THE TASK: Copy the Arizona COVID-19 report starting at "The state's seven-day" and ending at "continued to drop.", but replace "sank" with "fell".

EXCERPTED PASSAGE:
PHOENIX (AP) — Arizona's COVID-19 death toll surpassed 16,000 on Tuesday as the state reported 81 additional deaths and 849 additional confirmed infection cases. The daily increase in newly confirmed cases was the smallest in three months.

The latest figures reported by the state Department of Health Services increased the state's pandemic totals to 818,670 confirmed cases and 16,080 deaths.

The state's seven-day rolling averages of daily new cases and daily deaths sank over the past two weeks, while the number of COVID-19 hospitalizations also continued to drop.

The rolling average of daily new cases dropped from 2,245.9 on Feb. 15 to 1,192.4 on Monday and the rolling average of daily deaths declined from 131.9 to 79.7 during the same period, according The COVID Tracking Project data.

As of Monday, 1,202 COVID-19 patients occupied Arizona hospital inpatient beds, the lowest number since Nov. 7 and down from the pandemic high of 5,802 set on Jan. 11.

The number of infections is thought to be far higher than reported because many people have not been tested, and studies suggest people can be infected with the virus without feeling sick.

RECORDS SUPPLIED:
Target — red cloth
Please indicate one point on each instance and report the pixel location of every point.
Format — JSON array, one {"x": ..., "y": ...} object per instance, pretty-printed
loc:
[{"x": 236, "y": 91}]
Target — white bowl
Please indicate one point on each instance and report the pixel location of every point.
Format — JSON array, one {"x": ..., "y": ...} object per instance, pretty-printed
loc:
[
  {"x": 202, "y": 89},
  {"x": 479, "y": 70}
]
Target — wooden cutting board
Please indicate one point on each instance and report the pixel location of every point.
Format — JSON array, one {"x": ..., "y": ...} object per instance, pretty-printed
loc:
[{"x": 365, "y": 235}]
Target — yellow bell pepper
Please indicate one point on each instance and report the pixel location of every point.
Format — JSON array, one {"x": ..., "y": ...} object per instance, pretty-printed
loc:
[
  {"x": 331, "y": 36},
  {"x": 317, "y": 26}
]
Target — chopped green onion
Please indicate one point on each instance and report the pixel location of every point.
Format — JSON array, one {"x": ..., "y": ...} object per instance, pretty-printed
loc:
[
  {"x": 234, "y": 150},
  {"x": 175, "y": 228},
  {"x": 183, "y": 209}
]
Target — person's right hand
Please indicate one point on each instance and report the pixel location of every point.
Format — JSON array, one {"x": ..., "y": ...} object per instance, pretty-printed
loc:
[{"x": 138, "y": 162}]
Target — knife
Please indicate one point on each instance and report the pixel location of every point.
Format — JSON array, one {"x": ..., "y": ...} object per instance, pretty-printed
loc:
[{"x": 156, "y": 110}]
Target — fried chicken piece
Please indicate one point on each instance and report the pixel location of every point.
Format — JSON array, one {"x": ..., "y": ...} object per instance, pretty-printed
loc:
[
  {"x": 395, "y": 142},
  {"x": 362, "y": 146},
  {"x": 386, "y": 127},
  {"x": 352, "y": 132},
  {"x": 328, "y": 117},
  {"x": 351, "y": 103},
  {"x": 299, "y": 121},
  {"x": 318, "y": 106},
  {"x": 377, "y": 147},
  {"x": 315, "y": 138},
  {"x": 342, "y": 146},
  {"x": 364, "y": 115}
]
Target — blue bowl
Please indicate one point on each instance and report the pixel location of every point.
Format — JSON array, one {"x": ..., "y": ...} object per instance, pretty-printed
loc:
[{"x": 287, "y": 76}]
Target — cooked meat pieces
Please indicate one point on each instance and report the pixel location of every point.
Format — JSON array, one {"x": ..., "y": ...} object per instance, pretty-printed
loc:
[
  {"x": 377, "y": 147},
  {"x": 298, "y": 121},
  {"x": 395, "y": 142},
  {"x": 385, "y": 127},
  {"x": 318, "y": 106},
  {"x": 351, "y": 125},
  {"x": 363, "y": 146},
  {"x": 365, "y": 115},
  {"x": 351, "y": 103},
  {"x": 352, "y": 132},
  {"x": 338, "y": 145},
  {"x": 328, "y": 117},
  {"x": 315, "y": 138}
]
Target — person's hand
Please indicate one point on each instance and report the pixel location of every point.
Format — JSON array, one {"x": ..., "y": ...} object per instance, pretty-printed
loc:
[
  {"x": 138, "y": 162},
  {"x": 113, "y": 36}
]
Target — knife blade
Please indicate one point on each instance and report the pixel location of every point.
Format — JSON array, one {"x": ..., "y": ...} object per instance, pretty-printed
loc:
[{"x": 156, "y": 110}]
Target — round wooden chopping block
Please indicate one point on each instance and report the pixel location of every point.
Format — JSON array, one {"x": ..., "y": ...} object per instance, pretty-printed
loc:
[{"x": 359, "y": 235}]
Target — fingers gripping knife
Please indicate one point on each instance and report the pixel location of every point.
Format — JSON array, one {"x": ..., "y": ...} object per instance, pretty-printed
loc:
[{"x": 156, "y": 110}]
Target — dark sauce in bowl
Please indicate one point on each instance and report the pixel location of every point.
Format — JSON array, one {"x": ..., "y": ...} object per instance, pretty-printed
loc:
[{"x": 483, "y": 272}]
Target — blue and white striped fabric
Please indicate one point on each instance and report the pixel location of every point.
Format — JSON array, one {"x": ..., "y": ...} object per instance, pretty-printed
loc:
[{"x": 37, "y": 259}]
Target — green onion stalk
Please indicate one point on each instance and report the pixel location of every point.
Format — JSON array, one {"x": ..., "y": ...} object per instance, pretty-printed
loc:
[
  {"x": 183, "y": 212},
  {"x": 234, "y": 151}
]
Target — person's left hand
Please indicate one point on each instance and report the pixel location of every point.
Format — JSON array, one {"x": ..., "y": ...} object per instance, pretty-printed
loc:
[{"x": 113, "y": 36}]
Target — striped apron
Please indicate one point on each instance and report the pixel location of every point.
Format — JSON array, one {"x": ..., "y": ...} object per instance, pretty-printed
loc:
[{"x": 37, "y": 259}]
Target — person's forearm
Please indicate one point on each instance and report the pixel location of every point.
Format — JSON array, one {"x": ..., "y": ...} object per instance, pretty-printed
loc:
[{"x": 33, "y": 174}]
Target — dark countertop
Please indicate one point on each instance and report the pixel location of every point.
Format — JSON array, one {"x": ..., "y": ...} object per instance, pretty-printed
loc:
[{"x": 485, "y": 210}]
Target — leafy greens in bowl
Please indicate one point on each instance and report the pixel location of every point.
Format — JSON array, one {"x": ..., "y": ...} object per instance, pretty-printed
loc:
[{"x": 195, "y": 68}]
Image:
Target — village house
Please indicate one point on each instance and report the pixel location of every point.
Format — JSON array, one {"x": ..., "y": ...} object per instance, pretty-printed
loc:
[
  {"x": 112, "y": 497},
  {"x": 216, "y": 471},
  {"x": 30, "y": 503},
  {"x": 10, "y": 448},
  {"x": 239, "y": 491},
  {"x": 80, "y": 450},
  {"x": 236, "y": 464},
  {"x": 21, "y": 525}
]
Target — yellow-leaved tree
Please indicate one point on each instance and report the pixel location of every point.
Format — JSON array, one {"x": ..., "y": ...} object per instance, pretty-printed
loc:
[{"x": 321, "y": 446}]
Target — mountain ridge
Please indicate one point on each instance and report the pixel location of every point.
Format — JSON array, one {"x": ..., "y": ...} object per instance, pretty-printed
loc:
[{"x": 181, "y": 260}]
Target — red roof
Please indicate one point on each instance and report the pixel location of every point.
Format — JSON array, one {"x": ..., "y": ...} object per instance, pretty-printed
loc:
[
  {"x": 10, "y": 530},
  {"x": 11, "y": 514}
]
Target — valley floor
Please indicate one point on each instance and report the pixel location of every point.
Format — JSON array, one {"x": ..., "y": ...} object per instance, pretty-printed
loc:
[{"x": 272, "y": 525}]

SOLUTION TO THIS PROBLEM:
The state's seven-day rolling averages of daily new cases and daily deaths fell over the past two weeks, while the number of COVID-19 hospitalizations also continued to drop.